*Excerpt*.
+ + + + +

A frayed, fragile solitary copy of a unique little booklet has lain neglected for some years in the Bushwhacker Museum archives.
"Missouri," it's simply titled on the color cover, "Southwest Missouri" on the title page, and "Handbook of Southwest Missouri" on the individual pages.
"Prepared and Presented by the Southwest Missouri Immigration Society," the booklet was the product of a St. Louis printer in 1888. Measuring 8 1/2 by 5 1/2 inches, it runs to 112 numbered pages, though several final pages and the back cover are missing. The only Nevada name among the Society's officers and major contributors is that of Harry C. Moore. J. K. Gwynn, the group's secretary, was a resident of Clinton.
"Immigration" in this usage refers not to foreign incomers but rather to those from other parts of the U.S. The idea, obviously, was to persuade mostly eastern readers contemplating relocation that Southwest Missouri was the place to go. The publication purports to offer "a plain, simple and truthful statement of its (Southwest Missouri's) resources, possibilities, and the inducements it offers to the homeseeker and the investor."

+ + + + +

*Material provided*.
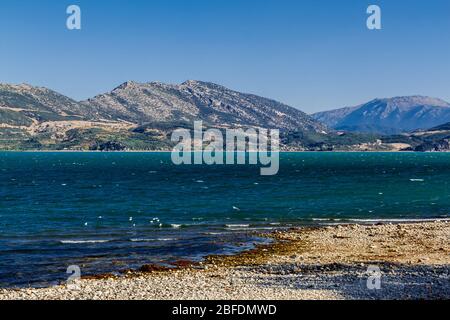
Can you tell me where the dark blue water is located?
[0,153,450,287]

+ + + + +

*Task details*. Reproduce the entire passage about the 1888 Southwest Missouri booklet word for word.

*Reply*.
A frayed, fragile solitary copy of a unique little booklet has lain neglected for some years in the Bushwhacker Museum archives.
"Missouri," it's simply titled on the color cover, "Southwest Missouri" on the title page, and "Handbook of Southwest Missouri" on the individual pages.
"Prepared and Presented by the Southwest Missouri Immigration Society," the booklet was the product of a St. Louis printer in 1888. Measuring 8 1/2 by 5 1/2 inches, it runs to 112 numbered pages, though several final pages and the back cover are missing. The only Nevada name among the Society's officers and major contributors is that of Harry C. Moore. J. K. Gwynn, the group's secretary, was a resident of Clinton.
"Immigration" in this usage refers not to foreign incomers but rather to those from other parts of the U.S. The idea, obviously, was to persuade mostly eastern readers contemplating relocation that Southwest Missouri was the place to go. The publication purports to offer "a plain, simple and truthful statement of its (Southwest Missouri's) resources, possibilities, and the inducements it offers to the homeseeker and the investor."